Work required: The following entries should be restated word for word, pictures excluded.

======== Record extracts

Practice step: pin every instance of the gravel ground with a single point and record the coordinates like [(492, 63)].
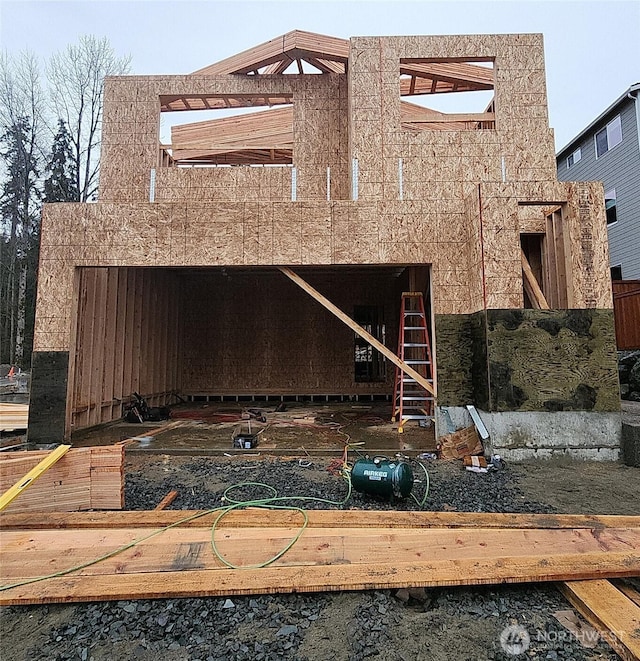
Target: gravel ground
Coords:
[(437, 624)]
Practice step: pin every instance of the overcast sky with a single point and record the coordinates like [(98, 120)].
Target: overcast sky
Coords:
[(592, 48)]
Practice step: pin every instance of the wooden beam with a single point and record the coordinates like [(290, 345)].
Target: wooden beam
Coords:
[(166, 501), (356, 328), (322, 560), (27, 480), (84, 478), (531, 285), (615, 616), (254, 517), (295, 44)]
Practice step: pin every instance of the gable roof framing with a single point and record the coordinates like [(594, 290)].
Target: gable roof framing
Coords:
[(267, 136)]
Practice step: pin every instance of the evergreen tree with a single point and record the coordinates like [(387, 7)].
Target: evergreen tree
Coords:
[(19, 217), (61, 182)]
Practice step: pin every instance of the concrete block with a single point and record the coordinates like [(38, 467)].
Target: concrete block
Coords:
[(520, 435), (631, 443)]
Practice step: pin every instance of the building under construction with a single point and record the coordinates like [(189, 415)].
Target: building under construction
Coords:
[(329, 172)]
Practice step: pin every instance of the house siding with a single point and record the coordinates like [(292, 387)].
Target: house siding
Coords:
[(619, 168)]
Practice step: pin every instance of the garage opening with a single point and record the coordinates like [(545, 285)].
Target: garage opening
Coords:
[(201, 334)]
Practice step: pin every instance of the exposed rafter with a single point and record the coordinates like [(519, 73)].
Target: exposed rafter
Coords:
[(265, 136), (276, 55)]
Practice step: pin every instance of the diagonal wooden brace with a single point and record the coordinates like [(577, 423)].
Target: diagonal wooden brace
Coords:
[(356, 328)]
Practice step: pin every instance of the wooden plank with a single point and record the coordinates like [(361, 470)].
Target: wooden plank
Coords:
[(318, 578), (293, 43), (166, 501), (82, 479), (610, 611), (57, 550), (387, 353), (629, 591), (532, 287), (252, 517), (27, 480)]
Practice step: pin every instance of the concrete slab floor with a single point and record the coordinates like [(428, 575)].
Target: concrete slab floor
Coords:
[(303, 427)]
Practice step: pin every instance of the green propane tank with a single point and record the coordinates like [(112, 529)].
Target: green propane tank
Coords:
[(381, 476)]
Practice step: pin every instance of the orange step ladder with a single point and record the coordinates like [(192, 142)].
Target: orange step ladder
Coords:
[(411, 400)]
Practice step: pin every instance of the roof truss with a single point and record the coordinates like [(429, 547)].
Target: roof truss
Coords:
[(327, 54)]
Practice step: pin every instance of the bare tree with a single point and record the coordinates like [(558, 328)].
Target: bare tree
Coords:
[(76, 77), (21, 133)]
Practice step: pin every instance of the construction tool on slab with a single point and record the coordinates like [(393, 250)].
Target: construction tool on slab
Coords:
[(381, 476), (10, 494), (411, 400), (244, 438)]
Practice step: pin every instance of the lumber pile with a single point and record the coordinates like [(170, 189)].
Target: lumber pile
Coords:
[(339, 550), (611, 611), (13, 416), (85, 478)]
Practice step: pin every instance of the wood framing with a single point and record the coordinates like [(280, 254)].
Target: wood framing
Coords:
[(344, 168), (376, 344), (326, 557), (84, 478)]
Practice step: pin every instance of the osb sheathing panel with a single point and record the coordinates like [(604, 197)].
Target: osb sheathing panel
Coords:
[(126, 340), (521, 140), (130, 140), (585, 217)]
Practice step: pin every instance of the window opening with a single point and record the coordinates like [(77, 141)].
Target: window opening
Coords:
[(574, 158), (609, 136), (610, 205), (446, 95)]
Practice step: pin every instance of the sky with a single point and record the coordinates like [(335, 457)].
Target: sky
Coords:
[(592, 49)]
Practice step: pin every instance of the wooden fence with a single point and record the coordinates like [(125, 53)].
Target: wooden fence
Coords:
[(626, 308)]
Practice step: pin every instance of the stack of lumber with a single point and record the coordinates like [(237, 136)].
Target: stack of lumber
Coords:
[(85, 478), (613, 609), (339, 550), (13, 416)]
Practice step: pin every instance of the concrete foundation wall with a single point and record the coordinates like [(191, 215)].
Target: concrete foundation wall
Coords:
[(521, 435)]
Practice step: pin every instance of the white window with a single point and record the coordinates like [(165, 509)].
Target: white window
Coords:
[(609, 137), (574, 158), (610, 205)]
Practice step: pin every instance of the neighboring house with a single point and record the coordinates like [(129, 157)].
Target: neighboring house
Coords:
[(173, 283), (608, 150)]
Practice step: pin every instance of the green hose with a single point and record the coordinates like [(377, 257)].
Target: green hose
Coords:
[(271, 502)]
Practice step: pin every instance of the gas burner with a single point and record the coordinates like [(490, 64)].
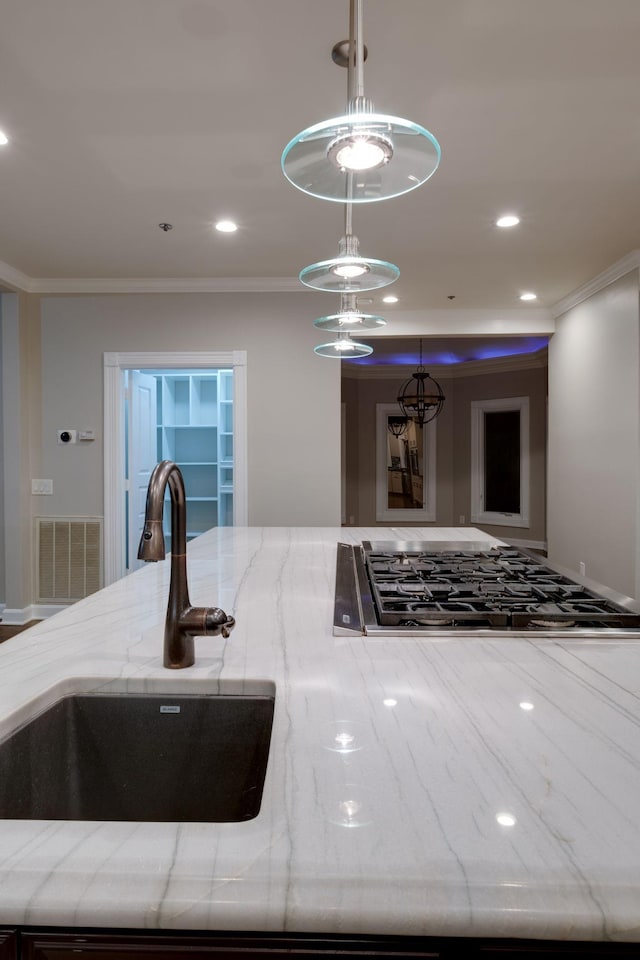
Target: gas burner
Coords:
[(499, 588)]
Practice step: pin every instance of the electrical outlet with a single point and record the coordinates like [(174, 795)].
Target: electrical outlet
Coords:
[(42, 487)]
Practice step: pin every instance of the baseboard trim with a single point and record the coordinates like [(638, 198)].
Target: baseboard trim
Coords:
[(16, 617), (529, 544)]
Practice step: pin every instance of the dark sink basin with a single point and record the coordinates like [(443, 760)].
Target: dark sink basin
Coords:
[(150, 757)]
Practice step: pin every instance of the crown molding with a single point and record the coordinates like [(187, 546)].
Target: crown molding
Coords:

================

Solution below:
Practice step: pin every instance of the gravel ground with a single point and record the coordinates like [(492, 63)].
Target: gravel ground
Coords:
[(437, 624)]
Practice step: pin every instance of the overcast sky with a single point and record the coordinates like [(98, 120)].
Target: overcast sky
Coords:
[(592, 48)]
Practice step: pin every instance of the wooden beam with a single point and record the coordinates like [(290, 345)].
Target: wooden beam
Coords:
[(166, 501), (356, 328), (322, 560), (27, 480), (84, 478), (531, 285), (615, 616), (254, 517), (295, 44)]
Practice step: pin every instance of the gable roof framing with a single point and record the coordinates like [(594, 290)].
Target: gable roof framing
Coords:
[(267, 136)]
Practice step: pin every instance of the evergreen tree with a single point and record the coordinates like [(387, 7)].
Target: evergreen tree
Coords:
[(19, 217), (61, 182)]
Practice step: pin every instance of the concrete block with a single point and record the coordinates like [(38, 467)].
Target: concrete block
Coords:
[(520, 435), (631, 443)]
Practice step: pin every instance of the building under construction with a single point and record the coordinates like [(189, 415)].
Target: building under construction
Coords:
[(329, 172)]
Practice step: pin every instance of the house siding with a single point and record the coordinates like [(292, 387)].
Target: house siding
Coords:
[(619, 168)]
Practice step: pin every instance of the garage opening with a single point and record the coordinates like [(545, 285)].
Target: garage opening
Coords:
[(201, 334)]
Practice step: pin every instance of the exposed rafter with a single point and record the coordinates like [(519, 73)].
Target: exposed rafter
Coords:
[(265, 136), (276, 55)]
Practice step: pin every instance of the diagonal wooden brace with a single point and record the coordinates like [(577, 423)].
Target: diagonal wooden brace
Coords:
[(356, 328)]
Practice step: pin every instance of the wooden plank with a single point and record the coordinates like [(361, 470)].
Target: wooden plank
Coords:
[(318, 578), (293, 43), (166, 501), (82, 479), (610, 611), (57, 550), (387, 353), (629, 591), (532, 287), (252, 517), (27, 480)]
Practice step: pin every instance of the concrete slab floor with a single point and record the coordinates like [(428, 575)].
Target: concrete slab floor
Coords:
[(303, 427)]
Practice step: pin every instance of the green propane tank with a single point and record the coordinates like [(112, 529)].
Target: green propane tank
Coords:
[(381, 476)]
Practice step: pin every instance of the orange step ladder with a single point and record the coordinates like [(192, 142)].
Target: orange step ladder
Coords:
[(411, 400)]
Practice step: pin every instance of the roof truss with a single point and record the coordinates like [(429, 547)].
Target: roof truss
Coords:
[(327, 54)]
Practice step: pin every instance of the bare tree with a single point and record the coordinates like [(558, 328)].
Target: bare tree
Coords:
[(76, 77), (21, 133)]
Practice step: pin every instance of the construction tool on slab with a single point and record the coordinates like [(393, 250)].
Target: construction tool on slab
Coords:
[(381, 476), (10, 494), (411, 400), (244, 438)]
Practice step: pin every instance of the lumber pile with a single point and record the coordinates like [(170, 189)].
Target: lumber pile
Coords:
[(339, 550), (611, 611), (13, 416), (85, 478)]
Practice step: pin every instance of the wood framing with a single point and record the coordinates like [(280, 254)].
Target: wood framing
Coords:
[(344, 168), (376, 344), (326, 557), (84, 478)]
Practice step: pin every instance of the osb sheathing panel with a single point and record the coordinates like [(604, 197)].
Target: osb sheathing panel
Coords:
[(126, 340), (521, 140), (130, 140), (585, 217)]
Practice step: pin every instance of the window opening with a single point and record the coordinates like [(77, 141)].
Target: window opening
Coords:
[(574, 158), (609, 136), (610, 205), (446, 95)]
Practice step: pin every instance of the sky with a single point and record the coordinates like [(335, 457)].
Target: sky
Coords:
[(592, 49)]
Practice step: pin every instance of the wooden fence with a single point and record the coordinates like [(125, 53)].
Target: wooden fence
Coords:
[(626, 308)]
Practice step: pin every instance of the stack of lumber with a single point and record the coordinates like [(237, 136)].
Target: stack of lumber
Coords:
[(85, 478), (613, 609), (339, 550), (13, 416)]
Practice step: pin every instance of the concrete foundation wall with a single point and record the coordinates like [(191, 215)].
Target: concrete foundation wall
Coords:
[(521, 435)]
Practice step: pin every instance of the white window with a single point and record the coordinates like [(165, 509)].
Target: white window
Coords:
[(609, 137), (574, 158), (610, 205)]
Practice step: pin every instance of the neighboring house with a single point and record the coordinates like [(129, 157)].
Target: neighboring house
Coords:
[(173, 283), (608, 150)]
Practice step: pin every instance of the green hose with a single point and record the coordinates like [(377, 257)].
Target: green hose
Coords:
[(271, 502)]
Practice step: pin every instance of the gas burner with a single point and record the coordinates like [(490, 64)].
Target: gas burner
Coords:
[(499, 588)]
Practice step: pin every instance of the electrical outlet with a single point and record the coordinates like [(174, 795)].
Target: electrical outlet
Coords:
[(42, 487)]
Practice step: pin every instance of the baseboard trim with a single point and record the coordinates like [(638, 198)].
Target: baseboard trim
Coords:
[(16, 617), (529, 544)]
Practice step: pin every instance of the dark sink basin with a single point and record the coordinates like [(443, 760)].
Target: dark sink basin
Coords:
[(150, 757)]
Practice step: pin every instance of the crown molding with a single point and record the coordinates like [(187, 546)].
Target: crown molding
Coords:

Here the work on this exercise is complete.